▶ SELECTED EXTRACT:
[Begin]

Handan is a frequent and hardest hit area of atmospheric pollutants in China (Wang et al., 2014; Yang et al., 2018; Cai et al., 2021). Previous research on air pollution in Handan mainly focused on ambient, fine air-particulate matter and the soil. Zhang et al. (2021) and Cai et al. (2021) found that the industrial source was the main source of heavy metals in the soil and PM_2.5 in the Handan urban area, which account for 53.77% and 47.94%, respectively. The local industrial dust really had significant impacts on the concentration of heavy metals in the environment. Hence, in this study, the main objectives were: 1) to determine the fluxes of monthly atmospheric deposition; 2) to detect the concentration of metals (Al, Fe, Cd, Cr, Cu, Mn, Ni, Pb, Zn, and As) and calculate the heavy metals fluxes in atmospheric deposition; 3) to identify the sources of heavy metals in atmospheric deposition, quantitatively estimate the source contribution, and compare the applicability of the PMF and UNMIX; and 4) to predict the accumulation of heavy metals in atmospheric deposition for soil.

[End]

▶ ENTRIES:
[Begin]

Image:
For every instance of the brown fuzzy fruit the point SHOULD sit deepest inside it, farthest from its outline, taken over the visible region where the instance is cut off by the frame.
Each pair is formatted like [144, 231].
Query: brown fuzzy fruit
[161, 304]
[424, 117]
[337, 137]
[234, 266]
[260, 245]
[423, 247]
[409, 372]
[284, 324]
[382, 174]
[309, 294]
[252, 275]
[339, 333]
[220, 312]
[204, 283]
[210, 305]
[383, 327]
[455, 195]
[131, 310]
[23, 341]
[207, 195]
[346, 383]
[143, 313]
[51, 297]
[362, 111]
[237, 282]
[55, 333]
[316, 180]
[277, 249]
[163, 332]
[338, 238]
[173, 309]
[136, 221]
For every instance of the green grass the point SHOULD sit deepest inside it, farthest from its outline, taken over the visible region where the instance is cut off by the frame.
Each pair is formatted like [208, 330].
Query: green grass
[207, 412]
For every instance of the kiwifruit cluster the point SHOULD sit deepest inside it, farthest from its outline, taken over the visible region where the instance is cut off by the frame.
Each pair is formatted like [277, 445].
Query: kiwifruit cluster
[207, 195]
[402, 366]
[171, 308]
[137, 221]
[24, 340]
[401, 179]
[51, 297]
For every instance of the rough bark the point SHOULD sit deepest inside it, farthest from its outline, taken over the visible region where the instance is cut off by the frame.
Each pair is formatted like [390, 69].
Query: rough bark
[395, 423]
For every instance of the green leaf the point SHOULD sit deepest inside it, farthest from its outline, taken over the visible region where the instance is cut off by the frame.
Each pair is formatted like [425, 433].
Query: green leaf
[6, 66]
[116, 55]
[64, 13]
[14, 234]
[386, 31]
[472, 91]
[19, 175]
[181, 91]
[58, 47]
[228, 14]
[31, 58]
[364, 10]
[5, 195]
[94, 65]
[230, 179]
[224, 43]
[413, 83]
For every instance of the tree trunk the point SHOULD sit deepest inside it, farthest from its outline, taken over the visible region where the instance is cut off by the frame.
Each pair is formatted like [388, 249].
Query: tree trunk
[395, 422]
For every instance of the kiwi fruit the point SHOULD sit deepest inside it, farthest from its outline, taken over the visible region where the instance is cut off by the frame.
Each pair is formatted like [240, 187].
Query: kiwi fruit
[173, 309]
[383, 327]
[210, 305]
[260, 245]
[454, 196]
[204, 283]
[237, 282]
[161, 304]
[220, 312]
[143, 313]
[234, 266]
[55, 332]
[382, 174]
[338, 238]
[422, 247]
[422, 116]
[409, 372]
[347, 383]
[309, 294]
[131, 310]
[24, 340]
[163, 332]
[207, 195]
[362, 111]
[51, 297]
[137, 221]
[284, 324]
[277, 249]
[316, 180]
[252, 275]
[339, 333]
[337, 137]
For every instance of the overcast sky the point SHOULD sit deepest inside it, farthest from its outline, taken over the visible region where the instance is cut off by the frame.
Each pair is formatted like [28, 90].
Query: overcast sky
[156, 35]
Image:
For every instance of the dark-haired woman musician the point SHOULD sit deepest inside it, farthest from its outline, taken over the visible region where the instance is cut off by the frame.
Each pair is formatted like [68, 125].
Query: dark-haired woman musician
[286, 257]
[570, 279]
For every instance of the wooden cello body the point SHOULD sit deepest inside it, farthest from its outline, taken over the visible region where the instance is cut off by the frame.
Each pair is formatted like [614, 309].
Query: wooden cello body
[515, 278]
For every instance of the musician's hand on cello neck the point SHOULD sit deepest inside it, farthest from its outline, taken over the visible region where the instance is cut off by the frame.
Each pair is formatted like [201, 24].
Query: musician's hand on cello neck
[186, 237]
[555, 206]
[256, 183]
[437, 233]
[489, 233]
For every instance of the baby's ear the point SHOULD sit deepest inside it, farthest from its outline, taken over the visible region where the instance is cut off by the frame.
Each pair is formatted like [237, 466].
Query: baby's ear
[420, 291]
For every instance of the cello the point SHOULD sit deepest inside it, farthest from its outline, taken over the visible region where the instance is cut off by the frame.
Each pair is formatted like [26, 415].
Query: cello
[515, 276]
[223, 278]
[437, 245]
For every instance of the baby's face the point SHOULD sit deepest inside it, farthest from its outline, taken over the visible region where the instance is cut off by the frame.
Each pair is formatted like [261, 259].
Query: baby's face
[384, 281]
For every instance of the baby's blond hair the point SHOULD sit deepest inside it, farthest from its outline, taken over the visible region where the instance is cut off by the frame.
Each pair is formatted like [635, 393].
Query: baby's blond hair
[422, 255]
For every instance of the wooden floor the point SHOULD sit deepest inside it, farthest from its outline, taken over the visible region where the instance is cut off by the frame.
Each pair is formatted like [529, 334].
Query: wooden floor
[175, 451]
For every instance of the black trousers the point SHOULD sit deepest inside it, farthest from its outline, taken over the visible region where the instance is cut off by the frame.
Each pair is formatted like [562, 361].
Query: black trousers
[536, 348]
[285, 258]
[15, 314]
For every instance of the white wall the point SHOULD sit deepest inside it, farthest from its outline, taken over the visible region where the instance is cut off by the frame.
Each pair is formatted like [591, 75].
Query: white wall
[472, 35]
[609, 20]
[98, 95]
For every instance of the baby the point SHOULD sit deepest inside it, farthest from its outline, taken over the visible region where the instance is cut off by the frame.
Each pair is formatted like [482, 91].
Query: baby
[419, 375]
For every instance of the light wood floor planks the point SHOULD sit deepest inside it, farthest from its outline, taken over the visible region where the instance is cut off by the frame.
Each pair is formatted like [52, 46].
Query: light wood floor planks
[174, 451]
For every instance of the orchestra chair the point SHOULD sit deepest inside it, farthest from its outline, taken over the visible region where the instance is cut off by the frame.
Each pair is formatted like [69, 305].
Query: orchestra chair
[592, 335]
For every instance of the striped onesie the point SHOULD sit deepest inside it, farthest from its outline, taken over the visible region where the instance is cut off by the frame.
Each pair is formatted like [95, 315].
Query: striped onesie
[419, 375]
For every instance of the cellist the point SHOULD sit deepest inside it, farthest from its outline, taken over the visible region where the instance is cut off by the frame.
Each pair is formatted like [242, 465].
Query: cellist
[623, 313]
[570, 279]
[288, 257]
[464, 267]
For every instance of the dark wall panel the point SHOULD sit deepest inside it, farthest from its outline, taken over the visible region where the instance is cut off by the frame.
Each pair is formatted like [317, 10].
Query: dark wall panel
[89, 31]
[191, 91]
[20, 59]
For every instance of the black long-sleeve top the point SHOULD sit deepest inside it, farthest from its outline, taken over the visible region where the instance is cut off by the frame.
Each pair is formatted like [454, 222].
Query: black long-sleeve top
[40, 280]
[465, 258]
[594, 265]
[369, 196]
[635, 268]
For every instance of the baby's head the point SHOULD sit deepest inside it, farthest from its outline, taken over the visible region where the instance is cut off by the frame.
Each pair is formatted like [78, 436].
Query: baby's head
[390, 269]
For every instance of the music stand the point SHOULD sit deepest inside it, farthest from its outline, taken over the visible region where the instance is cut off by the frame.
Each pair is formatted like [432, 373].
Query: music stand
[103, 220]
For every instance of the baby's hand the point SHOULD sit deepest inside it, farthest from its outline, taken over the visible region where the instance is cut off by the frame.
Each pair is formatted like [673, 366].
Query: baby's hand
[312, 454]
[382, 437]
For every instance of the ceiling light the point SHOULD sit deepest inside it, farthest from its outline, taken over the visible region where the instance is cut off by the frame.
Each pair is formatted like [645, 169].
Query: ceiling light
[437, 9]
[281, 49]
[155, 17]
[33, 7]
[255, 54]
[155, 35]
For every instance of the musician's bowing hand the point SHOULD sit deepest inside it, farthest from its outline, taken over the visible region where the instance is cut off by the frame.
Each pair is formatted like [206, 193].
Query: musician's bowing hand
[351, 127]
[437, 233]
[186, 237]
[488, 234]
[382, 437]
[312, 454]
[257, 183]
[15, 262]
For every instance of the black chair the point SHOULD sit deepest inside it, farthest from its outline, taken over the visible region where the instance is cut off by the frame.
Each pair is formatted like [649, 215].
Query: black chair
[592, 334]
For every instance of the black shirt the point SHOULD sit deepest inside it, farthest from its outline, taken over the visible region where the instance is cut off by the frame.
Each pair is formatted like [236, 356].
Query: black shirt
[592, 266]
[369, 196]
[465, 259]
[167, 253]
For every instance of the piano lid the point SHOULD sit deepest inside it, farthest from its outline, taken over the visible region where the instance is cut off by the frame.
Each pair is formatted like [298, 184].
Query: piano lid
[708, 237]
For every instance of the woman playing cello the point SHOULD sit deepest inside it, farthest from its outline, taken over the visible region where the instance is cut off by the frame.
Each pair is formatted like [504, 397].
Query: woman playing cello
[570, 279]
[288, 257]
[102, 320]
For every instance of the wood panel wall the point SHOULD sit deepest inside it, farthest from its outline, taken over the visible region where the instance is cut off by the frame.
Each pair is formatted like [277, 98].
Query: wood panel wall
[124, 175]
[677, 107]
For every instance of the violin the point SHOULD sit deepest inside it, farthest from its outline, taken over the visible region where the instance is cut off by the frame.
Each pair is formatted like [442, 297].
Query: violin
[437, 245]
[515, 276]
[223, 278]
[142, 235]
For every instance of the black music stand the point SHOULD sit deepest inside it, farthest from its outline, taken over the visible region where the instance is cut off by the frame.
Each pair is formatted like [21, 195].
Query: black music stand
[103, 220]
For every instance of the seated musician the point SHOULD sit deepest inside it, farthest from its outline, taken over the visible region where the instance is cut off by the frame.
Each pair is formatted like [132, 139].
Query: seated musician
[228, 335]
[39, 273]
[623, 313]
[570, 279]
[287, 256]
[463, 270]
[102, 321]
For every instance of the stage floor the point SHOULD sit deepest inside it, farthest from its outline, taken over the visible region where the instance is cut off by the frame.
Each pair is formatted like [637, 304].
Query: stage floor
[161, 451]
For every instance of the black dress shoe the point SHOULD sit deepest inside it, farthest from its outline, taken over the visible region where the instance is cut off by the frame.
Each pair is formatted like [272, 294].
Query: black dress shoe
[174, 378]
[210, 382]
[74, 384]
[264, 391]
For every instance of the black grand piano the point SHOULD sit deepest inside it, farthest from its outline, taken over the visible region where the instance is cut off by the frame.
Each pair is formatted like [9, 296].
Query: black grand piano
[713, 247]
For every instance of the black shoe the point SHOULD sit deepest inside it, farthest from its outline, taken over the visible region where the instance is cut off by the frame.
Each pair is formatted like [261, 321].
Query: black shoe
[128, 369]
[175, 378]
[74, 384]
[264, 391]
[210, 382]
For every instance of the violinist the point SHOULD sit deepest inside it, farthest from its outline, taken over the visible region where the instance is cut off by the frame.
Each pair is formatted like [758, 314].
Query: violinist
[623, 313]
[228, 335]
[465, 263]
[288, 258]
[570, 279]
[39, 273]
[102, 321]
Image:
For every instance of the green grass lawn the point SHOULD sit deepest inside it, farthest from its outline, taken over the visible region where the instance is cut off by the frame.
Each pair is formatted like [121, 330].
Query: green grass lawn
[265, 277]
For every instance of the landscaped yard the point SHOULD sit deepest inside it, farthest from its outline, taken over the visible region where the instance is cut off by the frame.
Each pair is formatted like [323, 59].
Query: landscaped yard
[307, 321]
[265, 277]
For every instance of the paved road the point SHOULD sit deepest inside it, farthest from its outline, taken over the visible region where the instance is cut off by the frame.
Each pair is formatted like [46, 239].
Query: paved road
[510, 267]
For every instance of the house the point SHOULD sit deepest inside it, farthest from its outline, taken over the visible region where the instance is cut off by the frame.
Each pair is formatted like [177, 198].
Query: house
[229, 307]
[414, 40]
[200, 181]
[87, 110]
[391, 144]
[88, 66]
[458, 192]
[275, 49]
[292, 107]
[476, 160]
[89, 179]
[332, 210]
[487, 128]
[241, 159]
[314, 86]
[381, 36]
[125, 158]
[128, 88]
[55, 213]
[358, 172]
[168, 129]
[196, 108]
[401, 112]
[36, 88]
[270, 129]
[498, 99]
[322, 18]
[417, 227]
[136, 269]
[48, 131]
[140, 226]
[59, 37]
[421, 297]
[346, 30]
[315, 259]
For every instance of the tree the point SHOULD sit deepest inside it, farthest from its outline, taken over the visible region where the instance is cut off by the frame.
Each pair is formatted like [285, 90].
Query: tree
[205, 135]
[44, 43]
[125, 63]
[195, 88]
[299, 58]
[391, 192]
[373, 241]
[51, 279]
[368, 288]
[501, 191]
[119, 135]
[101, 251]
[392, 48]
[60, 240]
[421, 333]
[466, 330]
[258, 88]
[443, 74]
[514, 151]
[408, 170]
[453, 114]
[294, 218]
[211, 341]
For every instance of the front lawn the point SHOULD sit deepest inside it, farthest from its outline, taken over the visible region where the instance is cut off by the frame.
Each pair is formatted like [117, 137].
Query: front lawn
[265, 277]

[End]

Reproduce the passage above on heavy metals in Handan's atmospheric deposition word for word, in full.

▶ RESULT FOR THIS EXERCISE:
Handan is a frequent and hardest hit area of atmospheric pollutants in China (Wang et al., 2014; Yang et al., 2018; Cai et al., 2021). Previous research on air pollution in Handan mainly focused on ambient, fine air-particulate matter and the soil. Zhang et al. (2021) and Cai et al. (2021) found that the industrial source was the main source of heavy metals in the soil and PM_2.5 in the Handan urban area, which account for 53.77% and 47.94%, respectively. The local industrial dust really had significant impacts on the concentration of heavy metals in the environment. Hence, in this study, the main objectives were: 1) to determine the fluxes of monthly atmospheric deposition; 2) to detect the concentration of metals (Al, Fe, Cd, Cr, Cu, Mn, Ni, Pb, Zn, and As) and calculate the heavy metals fluxes in atmospheric deposition; 3) to identify the sources of heavy metals in atmospheric deposition, quantitatively estimate the source contribution, and compare the applicability of the PMF and UNMIX; and 4) to predict the accumulation of heavy metals in atmospheric deposition for soil.